[[ Text segment open ]]

Research shows that consuming too much sugar over time contributes to weight gain and obesity-related conditions such as Type 2 diabetes and cardiovascular diseases. So why do we keep going back for more, even when the risks are clear?
In a unique experiment, Dr. Kyle S. Burger, assistant professor of nutrition at the UNC Gillings School of Global Public Health and director of UNC’s Neuropsychology of Ingestive Behavior Laboratory, examined the behavioral responses of 20 healthy-weight individuals to a sugar-sweetened beverage and beverage logos after the individuals had a daily drink of that beverage for three weeks.
[Photo: UNC’s Dr. Kyle Burger found that daily consumption of a high-sugar juice beverage altered brain responses while subjects drank the beverage and looked at its logo – and produced behavioral responses when seeing the logo alone. Photo by Uzalgaijin.]
Dr. Burger’s research, published online Feb. 8 in the American Journal of Clinical Nutrition, found that daily consumption of a high-sugar juice beverage altered brain responses while subjects drank the beverage and looked at its logo – and produced behavioral responses when seeing the logo alone.

[[ Text segment closed ]]
[[ Data block open ]]

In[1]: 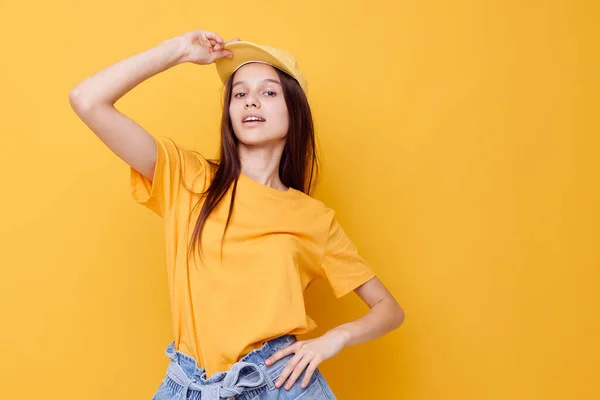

[[ Data block closed ]]

Your instructions
Resume the article on sugar consumption and the brain, picking up after its final sentence.

Output for this exercise
Such patterns of brain and behavioral responses are typical in people with food or substance abuse, and nutrition researchers have hypothesized that the responses themselves may cause an escalation in intake of food or substances.
“This is the first study to demonstrate experimentally the potentially negative and previously undetected consequences of daily sugar-sweetened beverage consumption,” said Dr. Burger. “The degree to which daily consumption of sugary beverages in this study altered brain and behavioral patterns – before affecting typical health markers associated with high sugar consumption (such as weight gain) – is concerning. Understanding these effects is critical, given that most Americans consume sugary beverages every day and that the brain response patterns that emerged here have been hypothesized to support future intake.”
The randomized controlled trial, which used functional magnetic resonance imaging (fMRI), revealed the extent to which regions of the brain (e.g., the striatum, prefrontal cortex, parietal lobe) responded to tastes of a high-sugar beverages and images of the beverages’ logos.
Brain and behavioral responses to the branded, high-sugar beverages were measured before and after 21 days of daily consumption of the beverage and exposure to the logos. Participants visited Dr. Burger’s lab every other weekday during the period to drink the beverage, be weighed and pick up the following day’s beverage.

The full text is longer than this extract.